* GIVEN RECORDS *
________________________________________

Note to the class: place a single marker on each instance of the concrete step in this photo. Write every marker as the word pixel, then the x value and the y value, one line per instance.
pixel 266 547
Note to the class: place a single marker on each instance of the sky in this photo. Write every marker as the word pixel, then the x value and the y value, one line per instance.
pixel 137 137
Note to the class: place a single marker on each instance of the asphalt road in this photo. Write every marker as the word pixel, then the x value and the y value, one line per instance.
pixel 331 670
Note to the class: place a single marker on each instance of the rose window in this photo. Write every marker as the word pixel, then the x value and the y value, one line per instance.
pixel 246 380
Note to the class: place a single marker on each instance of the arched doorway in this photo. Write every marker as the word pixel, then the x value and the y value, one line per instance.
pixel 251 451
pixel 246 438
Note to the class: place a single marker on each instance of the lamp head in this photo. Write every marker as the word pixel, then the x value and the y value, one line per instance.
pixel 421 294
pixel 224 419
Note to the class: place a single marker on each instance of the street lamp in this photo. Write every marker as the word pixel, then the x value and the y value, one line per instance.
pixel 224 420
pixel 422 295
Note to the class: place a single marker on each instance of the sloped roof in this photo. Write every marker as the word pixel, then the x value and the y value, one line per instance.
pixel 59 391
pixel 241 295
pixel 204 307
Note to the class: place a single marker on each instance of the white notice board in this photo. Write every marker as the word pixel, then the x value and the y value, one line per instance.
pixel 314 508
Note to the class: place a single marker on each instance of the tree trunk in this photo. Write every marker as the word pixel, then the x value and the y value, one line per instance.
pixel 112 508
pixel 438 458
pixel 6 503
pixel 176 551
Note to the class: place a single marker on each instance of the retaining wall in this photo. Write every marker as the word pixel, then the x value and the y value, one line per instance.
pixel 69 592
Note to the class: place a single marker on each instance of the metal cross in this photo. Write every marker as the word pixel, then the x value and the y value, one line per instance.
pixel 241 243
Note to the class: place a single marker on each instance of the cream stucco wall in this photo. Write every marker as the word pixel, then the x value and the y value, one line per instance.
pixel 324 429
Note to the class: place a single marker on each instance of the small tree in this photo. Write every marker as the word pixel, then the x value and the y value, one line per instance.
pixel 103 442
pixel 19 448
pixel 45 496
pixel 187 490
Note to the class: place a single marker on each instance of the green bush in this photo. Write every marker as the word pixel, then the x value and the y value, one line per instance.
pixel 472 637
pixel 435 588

________________________________________

Every record should be given again without alteration.

* ANSWER *
Note to the class: place a single marker on each instance of the concrete step in this photo. Write every marker as the word pixel, then the x value and the y value, one line per instance.
pixel 266 547
Note to the class: place a single marker on each instance of the sky in this photo. Write every marker as the word pixel, then the x value and the y value, one line per instance.
pixel 137 137
Note to the class: place a single marker on each instance of the asphalt road in this photo. Write every marker as the word pixel, then the x value and the y value, one line per instance.
pixel 331 670
Note to the class: place a single marker on each instance of the rose window in this photo. Write every marker as the word pixel, then the x value and the y value, one line per instance.
pixel 246 380
Note to the class: place a single marker on each instance of the arched doorway in this photo. Write every marker as the word pixel, then the x value and the y value, one line per instance.
pixel 251 451
pixel 246 438
Note to the class: place a single marker on each instance of the lamp head in this photo. Write every marker as the word pixel, then the x value and the y value, one line per instance.
pixel 421 294
pixel 224 419
Note to the class: place a single marker on each instance of the street lamp in this photo. Write every marker as the word pixel, then the x value and the y value, one line per instance.
pixel 224 420
pixel 422 295
Note to the class: place a single marker on each instance of the sloped roof in this photo. Write every marker as the word pixel, then the x value and the y value, one line per instance.
pixel 59 391
pixel 241 295
pixel 204 307
Note to the class: place a single marker on each instance of the white notice board in this photo. Write every marker as the word pixel, then the x value and the y value, one line per instance.
pixel 314 508
Note to the class: place a single marker on each instance of the tree trunk in this photo. Write every marker as the word pixel, then the x value and the y value, one line per instance.
pixel 112 508
pixel 438 458
pixel 6 503
pixel 176 551
Note to the class: place a single marker on each instance of the retaining wall in this photo. Write every marker as the word pixel, then the x value and the y value, one line per instance.
pixel 69 592
Note to the class: place a single marker on each instance of the metal cross in this photo. Write every marker as the word pixel, then the x value and the y value, one line per instance.
pixel 241 243
Note to the class: place a single marker on each instance of the cream stucco wall in this photo. Write every marker as the word pixel, then the x value and the y value, one line per instance.
pixel 324 429
Note to the class: place a single marker on each instance of the small tree in this photo. Write every marker as the word pixel, then the x value and the y value, one line per instance.
pixel 103 442
pixel 19 448
pixel 45 496
pixel 187 490
Note to the class: place a single marker on each instance of the green bush in this photo. Write every marker as the word pixel, then the x value and the y value, one line per instance.
pixel 472 637
pixel 435 588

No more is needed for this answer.